What you need to do:
Rewrite the records below as a Markdown table with two columns, Row and Line. Number each line in order and leave out blank lines.

Data for processing:
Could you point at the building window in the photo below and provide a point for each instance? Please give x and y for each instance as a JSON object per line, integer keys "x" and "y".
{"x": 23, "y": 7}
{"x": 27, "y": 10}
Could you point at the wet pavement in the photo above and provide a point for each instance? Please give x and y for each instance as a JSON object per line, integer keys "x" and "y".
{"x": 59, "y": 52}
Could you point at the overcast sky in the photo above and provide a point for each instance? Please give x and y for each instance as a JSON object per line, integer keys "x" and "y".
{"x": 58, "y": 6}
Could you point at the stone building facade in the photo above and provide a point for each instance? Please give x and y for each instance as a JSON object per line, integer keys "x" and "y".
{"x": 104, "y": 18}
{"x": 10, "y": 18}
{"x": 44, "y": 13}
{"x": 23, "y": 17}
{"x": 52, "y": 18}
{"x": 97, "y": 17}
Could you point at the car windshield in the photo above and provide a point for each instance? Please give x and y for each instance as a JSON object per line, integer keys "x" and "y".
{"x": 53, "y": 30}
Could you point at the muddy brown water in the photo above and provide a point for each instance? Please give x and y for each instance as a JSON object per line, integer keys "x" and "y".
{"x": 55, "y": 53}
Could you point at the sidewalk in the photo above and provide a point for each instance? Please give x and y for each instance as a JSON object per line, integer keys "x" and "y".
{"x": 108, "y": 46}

Completed task:
| Row | Line |
|---|---|
| 1 | Could you point at the building window in the photo below and provide a point for each instance? Please give x and y for each instance as a JSON object per line, integer keys "x" and "y". |
| 2 | {"x": 23, "y": 7} |
| 3 | {"x": 27, "y": 10} |
| 4 | Could you point at the wet pavement in the photo above and provide a point for each instance? Please give x and y for each instance as a JSON object per line, integer keys "x" and "y". |
| 5 | {"x": 59, "y": 52} |
| 6 | Could you point at the overcast sky in the photo above and provide a point for each instance? Please give x and y for each instance as a JSON object per line, integer keys "x" and "y". |
| 7 | {"x": 58, "y": 6} |
| 8 | Could you point at the stone building facade in the photo above and provide a point for each instance? Please give x and y for each instance as a JSON object per line, integer keys "x" and "y". |
| 9 | {"x": 104, "y": 18} |
| 10 | {"x": 10, "y": 18} |
| 11 | {"x": 44, "y": 13} |
| 12 | {"x": 23, "y": 17} |
| 13 | {"x": 52, "y": 18} |
| 14 | {"x": 97, "y": 17} |
| 15 | Could you point at the car windshield in the photo above and provide a point for each instance? Please give x and y for each instance as a JSON object per line, integer keys "x" and "y". |
| 16 | {"x": 53, "y": 30} |
| 17 | Could you point at the muddy brown water in the photo above and provide a point for each instance? Please give x and y for each instance as a JSON object per line, integer keys "x" and "y". |
| 18 | {"x": 55, "y": 53} |
| 19 | Could you point at the sidewalk in the photo above and provide a point for each instance? Please give x and y for each instance as a JSON object per line, integer keys "x" and "y". |
| 20 | {"x": 108, "y": 46} |